### WORK REQUIRED
Reproduce all the lines below, substituting "a separate marker for each instance" for every occurrence of "one marker per instance" and leaving everything else unchanged.

### DATASET RECORDS

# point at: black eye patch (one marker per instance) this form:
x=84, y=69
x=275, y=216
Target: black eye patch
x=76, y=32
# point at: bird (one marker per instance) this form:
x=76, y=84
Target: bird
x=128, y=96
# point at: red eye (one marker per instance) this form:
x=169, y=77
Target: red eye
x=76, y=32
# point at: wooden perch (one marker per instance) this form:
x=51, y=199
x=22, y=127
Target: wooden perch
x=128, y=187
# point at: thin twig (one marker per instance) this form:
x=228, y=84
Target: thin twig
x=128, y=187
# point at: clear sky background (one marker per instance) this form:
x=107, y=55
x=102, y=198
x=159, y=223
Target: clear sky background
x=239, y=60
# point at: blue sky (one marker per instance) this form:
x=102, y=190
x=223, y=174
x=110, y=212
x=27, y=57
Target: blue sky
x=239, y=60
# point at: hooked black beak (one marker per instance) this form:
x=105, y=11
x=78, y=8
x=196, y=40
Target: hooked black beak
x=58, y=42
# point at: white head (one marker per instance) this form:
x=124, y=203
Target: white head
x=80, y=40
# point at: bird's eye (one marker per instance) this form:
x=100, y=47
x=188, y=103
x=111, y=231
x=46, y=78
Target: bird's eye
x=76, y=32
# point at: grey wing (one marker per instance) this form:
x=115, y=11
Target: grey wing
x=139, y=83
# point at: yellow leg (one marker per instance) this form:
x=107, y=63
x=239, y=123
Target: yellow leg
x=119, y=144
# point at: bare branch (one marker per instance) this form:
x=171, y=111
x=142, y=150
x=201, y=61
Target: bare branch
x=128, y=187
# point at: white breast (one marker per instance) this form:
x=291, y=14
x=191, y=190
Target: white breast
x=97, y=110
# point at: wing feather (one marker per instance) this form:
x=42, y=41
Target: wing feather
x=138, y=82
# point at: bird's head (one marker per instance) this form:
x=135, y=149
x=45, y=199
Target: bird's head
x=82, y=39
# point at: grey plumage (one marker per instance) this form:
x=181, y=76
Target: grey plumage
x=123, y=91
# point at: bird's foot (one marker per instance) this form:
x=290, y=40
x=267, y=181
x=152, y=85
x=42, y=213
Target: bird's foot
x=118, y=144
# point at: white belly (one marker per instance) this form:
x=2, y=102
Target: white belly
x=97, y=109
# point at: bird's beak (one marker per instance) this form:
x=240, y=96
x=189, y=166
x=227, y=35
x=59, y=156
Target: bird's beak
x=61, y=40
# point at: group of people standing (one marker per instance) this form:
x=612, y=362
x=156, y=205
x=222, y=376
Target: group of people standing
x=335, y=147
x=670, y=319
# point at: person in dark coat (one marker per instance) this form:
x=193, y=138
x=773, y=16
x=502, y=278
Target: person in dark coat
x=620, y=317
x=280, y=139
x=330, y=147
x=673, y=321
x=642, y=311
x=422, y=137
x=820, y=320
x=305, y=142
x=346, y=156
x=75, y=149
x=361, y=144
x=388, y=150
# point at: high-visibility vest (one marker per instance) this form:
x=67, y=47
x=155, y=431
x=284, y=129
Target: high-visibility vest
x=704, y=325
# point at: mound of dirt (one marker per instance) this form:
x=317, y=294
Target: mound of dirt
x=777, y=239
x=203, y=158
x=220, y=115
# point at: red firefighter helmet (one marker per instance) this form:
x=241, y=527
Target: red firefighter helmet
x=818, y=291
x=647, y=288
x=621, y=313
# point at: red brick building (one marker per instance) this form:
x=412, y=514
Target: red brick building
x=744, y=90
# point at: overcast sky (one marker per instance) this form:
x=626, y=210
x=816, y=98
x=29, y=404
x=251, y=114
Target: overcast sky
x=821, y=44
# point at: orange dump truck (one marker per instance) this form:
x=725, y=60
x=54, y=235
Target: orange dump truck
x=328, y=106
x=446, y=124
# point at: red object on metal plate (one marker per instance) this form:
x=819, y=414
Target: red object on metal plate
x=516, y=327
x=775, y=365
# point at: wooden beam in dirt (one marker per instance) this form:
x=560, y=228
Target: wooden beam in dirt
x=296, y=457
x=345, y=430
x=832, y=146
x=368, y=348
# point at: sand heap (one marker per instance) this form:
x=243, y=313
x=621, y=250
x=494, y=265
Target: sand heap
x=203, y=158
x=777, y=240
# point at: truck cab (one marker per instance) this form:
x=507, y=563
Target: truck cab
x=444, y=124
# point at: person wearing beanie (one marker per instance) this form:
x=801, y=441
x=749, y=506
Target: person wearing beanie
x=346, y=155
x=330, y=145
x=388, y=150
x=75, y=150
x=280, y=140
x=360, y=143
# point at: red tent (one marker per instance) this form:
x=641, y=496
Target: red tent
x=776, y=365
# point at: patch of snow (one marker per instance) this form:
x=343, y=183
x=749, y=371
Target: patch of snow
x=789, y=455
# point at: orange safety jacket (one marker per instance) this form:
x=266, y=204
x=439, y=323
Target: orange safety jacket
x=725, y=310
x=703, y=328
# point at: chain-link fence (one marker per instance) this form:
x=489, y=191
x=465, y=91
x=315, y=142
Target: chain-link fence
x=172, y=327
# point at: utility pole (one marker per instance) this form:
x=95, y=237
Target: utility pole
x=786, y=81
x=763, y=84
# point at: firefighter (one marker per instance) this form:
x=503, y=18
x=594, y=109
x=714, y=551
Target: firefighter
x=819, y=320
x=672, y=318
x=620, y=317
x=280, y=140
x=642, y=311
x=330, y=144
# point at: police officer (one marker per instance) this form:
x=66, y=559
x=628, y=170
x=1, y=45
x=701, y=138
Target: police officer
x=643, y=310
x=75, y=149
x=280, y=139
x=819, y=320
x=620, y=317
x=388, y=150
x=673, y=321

### ANSWER TO THE EXERCISE
# point at: black eye patch (a separate marker for each instance) this form:
x=84, y=69
x=275, y=216
Target: black eye patch
x=76, y=32
# point at: bird (a separate marker for each instance) this form:
x=76, y=84
Target: bird
x=128, y=96
# point at: red eye (a separate marker for each instance) this form:
x=169, y=77
Target: red eye
x=76, y=32
# point at: wooden perch (a separate marker for each instance) this form:
x=51, y=199
x=22, y=127
Target: wooden perch
x=128, y=187
# point at: thin twig (a separate marker for each instance) this form:
x=228, y=84
Target: thin twig
x=128, y=187
# point at: clear sky background (a separate marker for each instance) this form:
x=107, y=55
x=102, y=198
x=159, y=223
Target: clear sky background
x=239, y=60
# point at: blue sky (a separate marker for each instance) this form:
x=102, y=190
x=223, y=174
x=110, y=212
x=27, y=57
Target: blue sky
x=239, y=60
# point at: hooked black beak (a separate marker for each instance) this form:
x=105, y=11
x=78, y=8
x=196, y=40
Target: hooked black beak
x=58, y=42
# point at: white head (a separate marker for each instance) this form:
x=124, y=203
Target: white head
x=80, y=40
# point at: bird's eye (a separate marker for each instance) this form:
x=100, y=47
x=188, y=103
x=111, y=231
x=46, y=78
Target: bird's eye
x=76, y=32
# point at: grey wing (a separate marker for each instance) this form:
x=115, y=11
Target: grey wing
x=139, y=83
# point at: yellow leg (a separate marker for each instance) this form:
x=107, y=63
x=239, y=123
Target: yellow leg
x=119, y=144
# point at: bare branch (a separate marker for each instance) this form:
x=171, y=111
x=142, y=150
x=201, y=61
Target: bare branch
x=128, y=187
# point at: white breast (a separate marker for each instance) this form:
x=291, y=14
x=191, y=190
Target: white breast
x=97, y=110
# point at: wing feather (a separate marker for each instance) this form:
x=42, y=41
Target: wing feather
x=138, y=82
# point at: bird's head (a separate marker for each instance) this form:
x=135, y=149
x=45, y=199
Target: bird's head
x=82, y=39
# point at: grey plumage (a separate marker for each instance) this form:
x=181, y=76
Target: grey plumage
x=123, y=91
# point at: bird's foot (a separate marker for each instance) this form:
x=290, y=40
x=267, y=181
x=152, y=85
x=42, y=213
Target: bird's foot
x=118, y=144
# point at: white belly (a separate marker for each instance) this form:
x=2, y=102
Target: white belly
x=97, y=109
# point at: bird's beak (a separate marker for each instance) this form:
x=240, y=96
x=189, y=166
x=227, y=35
x=59, y=156
Target: bird's beak
x=61, y=40
# point at: group of people standing (a separate marker for each instance) this form:
x=612, y=362
x=156, y=205
x=222, y=376
Target: group of people standing
x=335, y=147
x=670, y=319
# point at: person in dark coat (a separate marker for each instance) this form:
x=193, y=138
x=773, y=16
x=502, y=278
Target: person in dark coat
x=620, y=317
x=280, y=139
x=330, y=147
x=673, y=321
x=642, y=311
x=422, y=137
x=820, y=320
x=305, y=142
x=346, y=156
x=75, y=149
x=361, y=144
x=388, y=150
# point at: high-visibility vest (a separate marker for each instance) this form:
x=67, y=47
x=155, y=431
x=284, y=129
Target: high-visibility vest
x=704, y=325
# point at: mound of dirt (a separate marker for each instance) this form:
x=317, y=294
Target: mound of dirt
x=777, y=239
x=203, y=158
x=220, y=115
# point at: red firefighter helmet (a separate marker for each instance) this form:
x=241, y=527
Target: red firefighter helmet
x=818, y=291
x=647, y=288
x=621, y=313
# point at: red brick building (a separate marker for each instance) this form:
x=412, y=514
Target: red brick building
x=744, y=90
# point at: overcast sky (a separate marker for each instance) this form:
x=626, y=210
x=816, y=98
x=29, y=404
x=251, y=114
Target: overcast sky
x=821, y=44
# point at: orange dump truck (a separate marker for each instance) this form:
x=725, y=60
x=54, y=235
Target: orange dump truck
x=328, y=106
x=446, y=124
# point at: red object on metal plate (a separate marker for each instance) this form:
x=819, y=414
Target: red object on metal plate
x=516, y=327
x=775, y=365
# point at: wooden beam in dirt (a separate marker for each instance) this form:
x=560, y=228
Target: wooden beam in dirt
x=296, y=457
x=345, y=430
x=832, y=146
x=368, y=348
# point at: sand heap (a separate marker for each instance) this form:
x=243, y=313
x=621, y=250
x=494, y=265
Target: sand heap
x=203, y=158
x=777, y=240
# point at: truck cab (a separate marker for each instance) this form:
x=507, y=563
Target: truck cab
x=444, y=124
# point at: person wearing beanie (a separate marker for each instance) this form:
x=801, y=441
x=749, y=506
Target: person wearing beanie
x=346, y=155
x=330, y=145
x=388, y=150
x=75, y=150
x=280, y=140
x=360, y=143
# point at: red tent (a separate marker for each instance) this form:
x=641, y=496
Target: red tent
x=776, y=365
# point at: patch of snow (a separate marker for each instance) this form:
x=343, y=183
x=749, y=371
Target: patch of snow
x=789, y=455
# point at: orange safety jacket (a separate marker for each instance) this form:
x=266, y=204
x=439, y=323
Target: orange safety jacket
x=725, y=310
x=703, y=328
# point at: chain-link fence (a separate marker for each instance) this form:
x=489, y=191
x=465, y=91
x=315, y=142
Target: chain-link fence
x=172, y=327
# point at: utility pole (a separate marker for each instance) this form:
x=95, y=237
Target: utility pole
x=786, y=81
x=763, y=84
# point at: firefighter (a separate marker for each instance) this form:
x=503, y=18
x=594, y=109
x=714, y=551
Target: firefighter
x=819, y=320
x=672, y=318
x=620, y=317
x=280, y=140
x=642, y=311
x=330, y=144
# point at: police officer (a separate marker for each instance) this form:
x=66, y=559
x=628, y=170
x=1, y=45
x=701, y=138
Target: police officer
x=643, y=310
x=75, y=149
x=280, y=139
x=819, y=320
x=620, y=317
x=388, y=150
x=673, y=321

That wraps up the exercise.